◆ Things to do ◆
a: In the post about the Gmail password leak, copy the passage starting at "Google Inc. (NASDAQ:GOOGL)" and ending at "on arson charges.".
b: According to the post about the Gmail password leak, about what share of the leaked accounts did the leaker claim are active?
c: Turn the paragraph of the post about the Gmail password leak that begins "The text file was published" into a short list of its main facts.

◆ Text section ◆
-=-=-

Time to change your password again. A database containing nearly 5 million Gmail user accounts and passwords was leaked on Bitcoin Security, a popular Russian website devoted to the cryptocurrency.

The text file was published on Tuesday night by user tvskit, according to CNews, the Russian news outlet that first broke the story. The leaker claimed that the majority of the accounts belong to users who speak English, Russian, or Spanish, and that approximately 60 percent are active. The passwords not only give access to Gmail, but a slew of other Google services such as Drive and the mobile payment system Google Wallet.

 

One of the major reasons I haven’t gone to digital wallets; all too often the service itself is hacked.

You can verify whether your account was affected by clicking here and entering your gmail address. It’s that simple. You can also enable Google’s 2-step verification by following the company’s easy steps.

International Business Times is cautioning against ‘verifying your account’ though

Google Inc. (NASDAQ:GOOGL) users concerned that their own identity might be listed among the stolen usernames are advised to avoid typing their username and password into any website that claims to check if that name has been compromised. Cybercriminals frequently use this kind of method, known as a “honeypot,” to steal even more identities. A number of sites have already appeared to distribute phishing messages under the guise of offering help.

 

 

It’s best to  simply change passwords again. Sigh……now to come up with something I can use but still remember.

That’s Just Wrong

Utah woman accused of using a pound of bacon to start a fire in her ex-boyfriend’s house will stand trial on arson charges.

If it is true, she should spend a long time in jail !!!

I mean arson is bad but burning BACON; I hope she gets hard time for that heinous act.

-=-=-

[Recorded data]
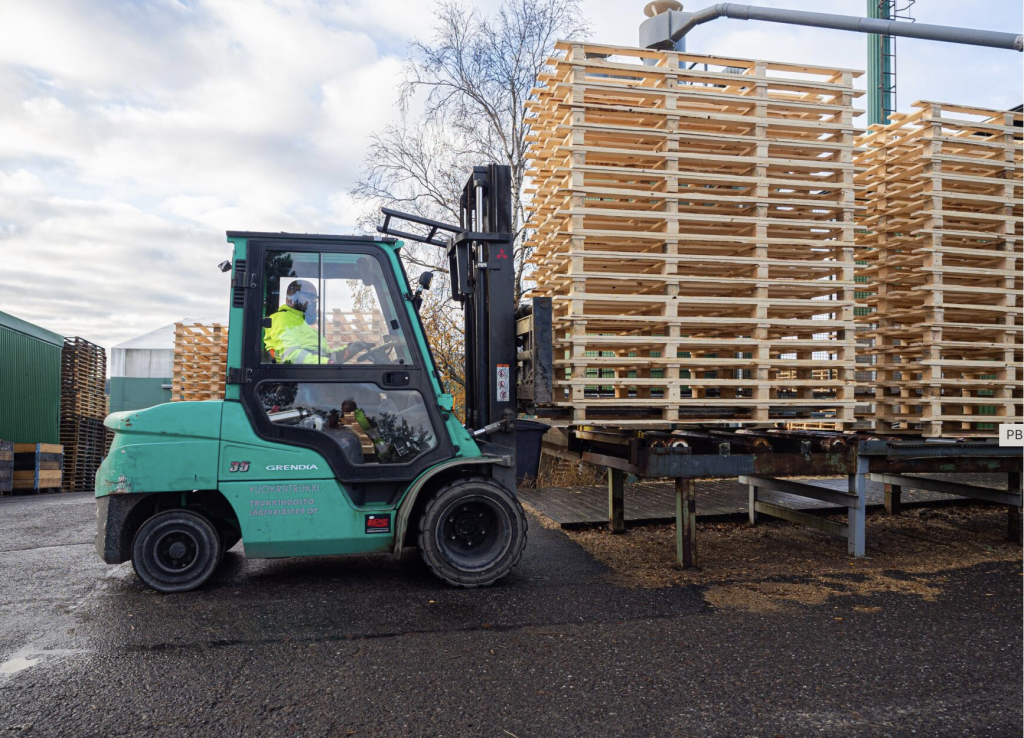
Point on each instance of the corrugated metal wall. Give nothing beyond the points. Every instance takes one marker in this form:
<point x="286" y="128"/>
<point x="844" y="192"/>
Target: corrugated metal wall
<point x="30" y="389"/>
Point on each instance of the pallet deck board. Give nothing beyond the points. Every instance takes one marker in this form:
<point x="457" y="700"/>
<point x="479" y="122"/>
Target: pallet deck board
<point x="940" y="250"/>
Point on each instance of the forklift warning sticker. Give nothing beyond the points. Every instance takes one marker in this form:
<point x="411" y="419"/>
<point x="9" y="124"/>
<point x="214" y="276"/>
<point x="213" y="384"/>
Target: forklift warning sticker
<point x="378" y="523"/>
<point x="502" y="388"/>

-=-=-

◆ Results by task ◆
a:
Google Inc. (NASDAQ:GOOGL) users concerned that their own identity might be listed among the stolen usernames are advised to avoid typing their username and password into any website that claims to check if that name has been compromised. Cybercriminals frequently use this kind of method, known as a “honeypot,” to steal even more identities. A number of sites have already appeared to distribute phishing messages under the guise of offering help.

 

 

It’s best to  simply change passwords again. Sigh……now to come up with something I can use but still remember.

That’s Just Wrong

Utah woman accused of using a pound of bacon to start a fire in her ex-boyfriend’s house will stand trial on arson charges.

b: About 60 percent.

c:
- According to CNews, the Russian outlet that first broke the story, user tvskit published the text file on Tuesday night.
- The leaker claimed most of the accounts belong to users who speak English, Russian, or Spanish.
- The leaker also claimed about 60 percent of the accounts are active.
- The passwords give access to Gmail and to other Google services, such as Drive and Google Wallet.